Extrait:
À PROPOS DE GRADIVA ESQUISSE I DE RAYMONDE CARASCO

Elle marche.

Oui, mais elle n’avance pas, elle refait toujours le même geste, elle pose le pied droit, le bord de sa rote frémit au mouvement du pied gauche qui avance, le pied droit se relève et disparaît. Le film est une cérémonie, un rituel de vingt-six passages, tous différents.

Argument

Le roman de Jensen conte les anecdotes et les détours qui conduisent Norbert Hanold à découvrir que la démarche de la statue dont il est tombé amoureux n’est autre que celle de son amie d’enfance, retrouvée par hasard, dans les ruines de Pompeï.

L’exégèse de Freud reprend les morceaux du récit un à un et fait surgir brillamment de la mosaïque les contours confus du désir qu’il met en scène.

Travail à faire:
1/ Recopiez le passage de l'extrait compris entre "Oui, mais elle" et "passages, tous différents.", bornes incluses, en remplaçant "cérémonie" par "célébration".
2/ Répondez aux questions suivantes à l'aide de l'extrait.
(a) Combien de passages le film compte-t-il ?
(b) Dans quel lieu Norbert Hanold retrouve-t-il son amie d'enfance ?
(c) Qui est l'auteur du roman évoqué dans l'extrait ?
3/ Relevez tous les noms de personnes qui figurent dans l'extrait.
Le matériel ci-après provient d'une autre source que l'extrait.

Données:

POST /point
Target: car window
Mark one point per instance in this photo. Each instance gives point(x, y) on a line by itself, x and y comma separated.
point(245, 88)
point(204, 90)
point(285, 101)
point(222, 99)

Corrigé par tâche:
1/
Oui, mais elle n’avance pas, elle refait toujours le même geste, elle pose le pied droit, le bord de sa rote frémit au mouvement du pied gauche qui avance, le pied droit se relève et disparaît. Le film est une célébration, un rituel de vingt-six passages, tous différents.

2/
(a) Vingt-six passages.
(b) Dans les ruines de Pompeï.
(c) Jensen.

3/ Raymonde Carasco, Jensen, Norbert Hanold, Freud